AIM OF THE EXERCISE:
Each record that follows is to be transcribed exactly, excluding its images.

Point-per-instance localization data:
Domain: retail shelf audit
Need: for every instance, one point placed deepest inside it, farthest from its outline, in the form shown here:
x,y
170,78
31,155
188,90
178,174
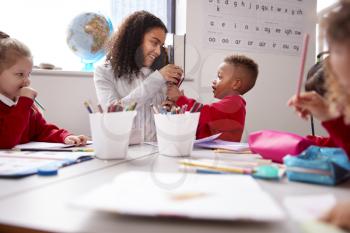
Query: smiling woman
x,y
135,71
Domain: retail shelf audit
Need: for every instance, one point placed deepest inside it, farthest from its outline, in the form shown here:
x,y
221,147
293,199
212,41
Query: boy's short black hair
x,y
315,78
249,65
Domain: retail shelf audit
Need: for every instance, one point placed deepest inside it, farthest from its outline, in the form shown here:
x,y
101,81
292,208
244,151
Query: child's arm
x,y
173,92
311,103
14,123
226,116
45,132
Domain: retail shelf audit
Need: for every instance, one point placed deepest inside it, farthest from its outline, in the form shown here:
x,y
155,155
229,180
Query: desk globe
x,y
87,34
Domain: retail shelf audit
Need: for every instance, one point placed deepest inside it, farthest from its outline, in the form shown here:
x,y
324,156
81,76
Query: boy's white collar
x,y
9,102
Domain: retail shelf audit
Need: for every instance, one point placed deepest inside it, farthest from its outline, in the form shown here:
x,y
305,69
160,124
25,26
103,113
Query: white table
x,y
40,204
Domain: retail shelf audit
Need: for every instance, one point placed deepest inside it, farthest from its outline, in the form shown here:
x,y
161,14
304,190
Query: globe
x,y
87,34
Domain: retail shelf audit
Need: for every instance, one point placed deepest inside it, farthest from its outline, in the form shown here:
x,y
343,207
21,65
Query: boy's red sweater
x,y
226,116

RESPONSE TO THIS TASK:
Domain: retail shelf audit
Need: for every instance, one point placed deepest inside it, farthest from its outline, in the form shown here:
x,y
170,78
31,155
188,90
178,174
Query: smiling woman
x,y
135,71
Domain: retail shelf audit
Need: for every instance, one point placed deepest inside it, farthest from its outline, in the form shown here:
x,y
221,147
293,199
212,41
Query: boy's short black hair
x,y
315,78
249,65
Domain: retail shelf audit
Need: for every instance, one point placed deepest inside it, farthest from its outline, in the form shown here:
x,y
101,81
292,208
244,151
Query: child's arm
x,y
173,92
311,103
14,123
226,116
45,132
Domain: retail shelf audit
Need: for every instance, one point placed deepest inside it, farthest from its outline, in the form shown here:
x,y
155,155
229,180
Query: desk globe
x,y
87,34
Domain: retail shelf audit
Need: for every instance, one point placed deepest inside it, farthest from its outline, in the form shown here:
x,y
324,156
81,76
Query: boy's white collar
x,y
9,102
Domain: retail shelf audit
Need: for every instance, one point placed deepest inside it, farthest from its outline, in the form shown here:
x,y
305,69
160,124
25,26
103,113
Query: white table
x,y
40,204
Domain: retail shelf audit
Need: for every instance, one point placed deepest inside it, farthest from its outline, in the form shown here:
x,y
161,14
304,190
Query: globe
x,y
87,34
Domain: retail shelf audit
Need: for every instance, one point placed deepest inside it, farthest from its outline, in the form shown here:
x,y
343,207
21,65
Query: boy's red sweater
x,y
226,116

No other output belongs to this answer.